To do:
No line before the one containing "In the photo below, where can the bare" should appear; that line and all lines after it, through the end of the data, are to be set down exactly.

[[ Material for this exercise open ]]

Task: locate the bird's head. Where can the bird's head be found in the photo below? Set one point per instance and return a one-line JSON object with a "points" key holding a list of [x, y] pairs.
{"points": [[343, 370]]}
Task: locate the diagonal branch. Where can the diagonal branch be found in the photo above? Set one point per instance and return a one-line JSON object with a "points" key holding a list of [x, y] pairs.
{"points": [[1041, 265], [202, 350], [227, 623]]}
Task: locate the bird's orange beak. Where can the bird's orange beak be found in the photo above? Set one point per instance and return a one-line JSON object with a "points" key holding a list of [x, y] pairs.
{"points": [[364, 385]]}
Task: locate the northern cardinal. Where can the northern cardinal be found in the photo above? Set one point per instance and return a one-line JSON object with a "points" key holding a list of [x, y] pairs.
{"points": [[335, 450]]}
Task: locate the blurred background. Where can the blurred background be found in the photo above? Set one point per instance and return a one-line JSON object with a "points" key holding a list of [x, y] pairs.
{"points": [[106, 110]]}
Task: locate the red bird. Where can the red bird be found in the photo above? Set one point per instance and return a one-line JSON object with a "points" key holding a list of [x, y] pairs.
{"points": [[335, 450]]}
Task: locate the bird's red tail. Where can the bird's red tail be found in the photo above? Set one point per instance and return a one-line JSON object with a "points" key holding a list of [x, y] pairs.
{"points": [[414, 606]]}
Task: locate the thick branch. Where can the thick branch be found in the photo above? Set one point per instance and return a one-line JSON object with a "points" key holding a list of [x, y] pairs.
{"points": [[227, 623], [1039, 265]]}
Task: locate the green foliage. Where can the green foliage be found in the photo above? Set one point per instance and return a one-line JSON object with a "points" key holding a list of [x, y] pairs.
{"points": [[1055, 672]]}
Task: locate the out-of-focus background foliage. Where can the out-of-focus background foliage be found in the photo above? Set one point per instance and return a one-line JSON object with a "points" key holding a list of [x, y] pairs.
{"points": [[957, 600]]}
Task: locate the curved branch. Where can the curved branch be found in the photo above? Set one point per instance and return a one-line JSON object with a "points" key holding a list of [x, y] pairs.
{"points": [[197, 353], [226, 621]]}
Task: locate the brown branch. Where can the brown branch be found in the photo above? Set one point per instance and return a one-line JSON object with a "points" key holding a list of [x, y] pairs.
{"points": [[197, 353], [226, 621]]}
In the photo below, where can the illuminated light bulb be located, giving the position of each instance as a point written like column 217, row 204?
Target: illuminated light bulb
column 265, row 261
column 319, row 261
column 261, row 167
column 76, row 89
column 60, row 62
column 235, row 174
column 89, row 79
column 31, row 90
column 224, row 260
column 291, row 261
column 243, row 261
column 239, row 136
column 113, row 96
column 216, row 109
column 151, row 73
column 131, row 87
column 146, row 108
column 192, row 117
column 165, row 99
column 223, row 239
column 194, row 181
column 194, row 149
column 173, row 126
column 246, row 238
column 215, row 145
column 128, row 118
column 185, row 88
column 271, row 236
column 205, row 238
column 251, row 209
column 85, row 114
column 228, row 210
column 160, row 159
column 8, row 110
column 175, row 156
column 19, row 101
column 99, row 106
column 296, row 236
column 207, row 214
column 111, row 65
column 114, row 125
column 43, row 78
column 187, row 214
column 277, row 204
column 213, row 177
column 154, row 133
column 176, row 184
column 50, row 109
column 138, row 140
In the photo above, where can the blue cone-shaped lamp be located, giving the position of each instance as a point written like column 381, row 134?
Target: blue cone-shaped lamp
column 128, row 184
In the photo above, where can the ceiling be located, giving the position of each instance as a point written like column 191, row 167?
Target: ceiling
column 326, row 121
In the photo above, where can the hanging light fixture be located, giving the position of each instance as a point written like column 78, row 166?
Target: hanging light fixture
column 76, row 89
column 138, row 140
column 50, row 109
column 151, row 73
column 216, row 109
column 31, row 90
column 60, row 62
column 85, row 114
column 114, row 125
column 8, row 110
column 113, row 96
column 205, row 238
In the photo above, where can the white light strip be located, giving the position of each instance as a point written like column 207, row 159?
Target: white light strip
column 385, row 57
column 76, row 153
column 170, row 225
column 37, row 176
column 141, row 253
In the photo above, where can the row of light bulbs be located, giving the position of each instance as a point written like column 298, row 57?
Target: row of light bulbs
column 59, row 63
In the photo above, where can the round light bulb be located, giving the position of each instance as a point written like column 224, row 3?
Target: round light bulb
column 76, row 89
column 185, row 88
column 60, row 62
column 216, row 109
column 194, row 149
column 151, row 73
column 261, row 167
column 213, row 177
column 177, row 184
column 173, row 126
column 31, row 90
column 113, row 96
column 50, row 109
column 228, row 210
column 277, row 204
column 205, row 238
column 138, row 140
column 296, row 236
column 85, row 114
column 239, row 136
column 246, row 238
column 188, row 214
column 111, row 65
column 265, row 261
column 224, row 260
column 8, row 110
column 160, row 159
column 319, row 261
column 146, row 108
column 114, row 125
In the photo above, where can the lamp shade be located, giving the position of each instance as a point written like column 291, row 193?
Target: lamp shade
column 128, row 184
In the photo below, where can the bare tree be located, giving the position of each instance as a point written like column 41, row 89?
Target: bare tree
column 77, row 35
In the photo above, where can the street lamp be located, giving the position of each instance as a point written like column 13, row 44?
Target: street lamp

[[ Material for this exercise closed ]]

Task result:
In the photo below, where can the bare tree be located, giving the position of each instance as a point written like column 41, row 89?
Target: bare tree
column 77, row 35
In the photo above, where can the street lamp be located, giving the position of each instance as a point written like column 13, row 44?
Target: street lamp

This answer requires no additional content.